> [PAGE EXTRACT]
-----
R: Cumulate text across callbacks (from an HTTP response)
basicTextGatherer
R Documentation
Cumulate text across callbacks (from an HTTP response)
Description
These functions create callback functions that can be used
to with the libcurl engine when it passes information to us
when it is available as part of the HTTP response.
basicTextGatherer is a generator function that returns a closure which is
used to cumulate text provided in callbacks from the libcurl
engine when it reads the response from an HTTP request.
debugGatherer can be used with the debugfunction
libcurl option in a call and the associated update
function is called whenever libcurl has information
about the header, data and general messages about the
request.
These functions return a list of functions.
Each time one calls basicTextGatherer or
debugGatherer, one gets a new, separate
collection of functions. However, each
collection of functions (or instance) shares
the variables across the functions and across calls.
This allows them to store data persistently across
the calls without using a global variable.
In this way, we can have multiple instances of the collection
of functions, with each instance updating its own local state
and not interfering with those of the others.
-----
> [RECORD EXCERPTS]
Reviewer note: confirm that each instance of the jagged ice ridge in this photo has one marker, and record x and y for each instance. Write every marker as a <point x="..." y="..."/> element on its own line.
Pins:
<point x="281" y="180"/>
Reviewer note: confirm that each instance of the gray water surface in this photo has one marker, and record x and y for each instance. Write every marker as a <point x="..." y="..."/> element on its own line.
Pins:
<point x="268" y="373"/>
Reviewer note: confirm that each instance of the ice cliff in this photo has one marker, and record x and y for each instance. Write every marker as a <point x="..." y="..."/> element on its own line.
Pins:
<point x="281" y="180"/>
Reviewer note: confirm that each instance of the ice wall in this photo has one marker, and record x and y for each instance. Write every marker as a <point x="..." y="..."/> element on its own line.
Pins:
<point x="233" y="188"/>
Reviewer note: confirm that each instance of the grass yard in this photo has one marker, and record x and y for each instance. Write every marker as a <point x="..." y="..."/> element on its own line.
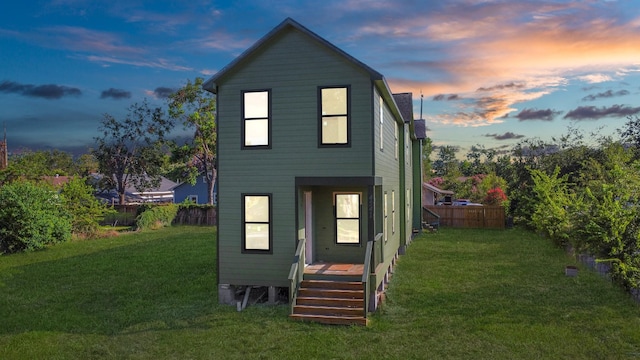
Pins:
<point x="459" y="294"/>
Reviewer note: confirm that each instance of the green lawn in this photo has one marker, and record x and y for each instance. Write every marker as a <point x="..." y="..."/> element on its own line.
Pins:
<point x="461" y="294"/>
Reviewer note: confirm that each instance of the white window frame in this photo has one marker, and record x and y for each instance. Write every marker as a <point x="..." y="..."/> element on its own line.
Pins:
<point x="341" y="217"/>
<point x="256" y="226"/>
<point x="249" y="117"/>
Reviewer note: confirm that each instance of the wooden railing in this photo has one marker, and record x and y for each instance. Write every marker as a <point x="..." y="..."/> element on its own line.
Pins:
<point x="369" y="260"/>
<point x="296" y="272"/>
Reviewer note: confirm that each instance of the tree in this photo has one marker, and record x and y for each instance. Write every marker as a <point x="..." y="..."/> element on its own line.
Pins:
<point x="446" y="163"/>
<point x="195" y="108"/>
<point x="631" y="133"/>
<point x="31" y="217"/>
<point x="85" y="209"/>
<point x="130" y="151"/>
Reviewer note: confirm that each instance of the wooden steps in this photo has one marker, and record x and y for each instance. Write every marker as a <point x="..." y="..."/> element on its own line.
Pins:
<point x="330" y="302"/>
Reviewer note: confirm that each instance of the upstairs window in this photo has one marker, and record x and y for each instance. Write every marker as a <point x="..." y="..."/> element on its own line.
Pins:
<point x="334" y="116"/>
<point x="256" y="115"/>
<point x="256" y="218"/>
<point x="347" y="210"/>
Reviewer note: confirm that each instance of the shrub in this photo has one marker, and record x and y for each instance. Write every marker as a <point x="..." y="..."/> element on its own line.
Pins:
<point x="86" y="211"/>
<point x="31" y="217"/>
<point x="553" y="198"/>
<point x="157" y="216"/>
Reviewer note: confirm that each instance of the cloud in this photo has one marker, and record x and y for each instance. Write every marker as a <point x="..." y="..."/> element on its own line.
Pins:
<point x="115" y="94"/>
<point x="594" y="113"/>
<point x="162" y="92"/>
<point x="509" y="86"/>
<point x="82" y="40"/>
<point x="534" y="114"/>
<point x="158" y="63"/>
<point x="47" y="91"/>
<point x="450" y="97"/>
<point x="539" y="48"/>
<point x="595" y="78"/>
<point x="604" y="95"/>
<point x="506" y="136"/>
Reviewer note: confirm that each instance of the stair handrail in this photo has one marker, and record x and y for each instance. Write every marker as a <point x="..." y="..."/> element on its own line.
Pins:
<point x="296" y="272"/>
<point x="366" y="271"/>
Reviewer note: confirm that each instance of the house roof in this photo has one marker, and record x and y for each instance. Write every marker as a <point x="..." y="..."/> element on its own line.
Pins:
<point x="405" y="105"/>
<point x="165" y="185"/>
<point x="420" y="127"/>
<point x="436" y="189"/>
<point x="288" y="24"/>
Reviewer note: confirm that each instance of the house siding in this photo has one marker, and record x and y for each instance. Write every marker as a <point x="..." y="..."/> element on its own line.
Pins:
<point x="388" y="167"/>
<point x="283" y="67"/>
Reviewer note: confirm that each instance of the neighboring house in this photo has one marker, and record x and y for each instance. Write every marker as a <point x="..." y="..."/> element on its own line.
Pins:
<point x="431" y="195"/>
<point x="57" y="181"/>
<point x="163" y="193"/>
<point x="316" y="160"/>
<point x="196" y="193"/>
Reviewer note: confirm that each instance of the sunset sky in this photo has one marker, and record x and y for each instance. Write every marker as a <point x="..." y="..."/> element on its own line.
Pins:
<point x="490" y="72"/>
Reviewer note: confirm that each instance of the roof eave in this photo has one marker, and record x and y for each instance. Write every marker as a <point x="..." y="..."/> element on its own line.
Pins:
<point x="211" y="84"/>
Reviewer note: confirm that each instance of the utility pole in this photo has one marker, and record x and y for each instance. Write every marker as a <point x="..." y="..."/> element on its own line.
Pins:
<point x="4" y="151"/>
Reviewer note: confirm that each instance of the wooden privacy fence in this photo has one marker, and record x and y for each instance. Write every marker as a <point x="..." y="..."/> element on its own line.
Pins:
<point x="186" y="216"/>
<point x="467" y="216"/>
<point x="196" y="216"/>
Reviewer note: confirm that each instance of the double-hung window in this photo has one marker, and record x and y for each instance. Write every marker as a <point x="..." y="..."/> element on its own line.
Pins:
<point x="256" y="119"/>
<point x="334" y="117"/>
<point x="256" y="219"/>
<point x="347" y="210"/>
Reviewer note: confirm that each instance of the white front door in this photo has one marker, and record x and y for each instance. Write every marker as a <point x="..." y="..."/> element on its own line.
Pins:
-----
> [PROBLEM TO WORK ON] Output the passage of the basicTextGatherer documentation from "In this way, we" up to and including "of the others.", copied word for word. None of the records are needed.

> [SOLVED EXERCISE]
In this way, we can have multiple instances of the collection
of functions, with each instance updating its own local state
and not interfering with those of the others.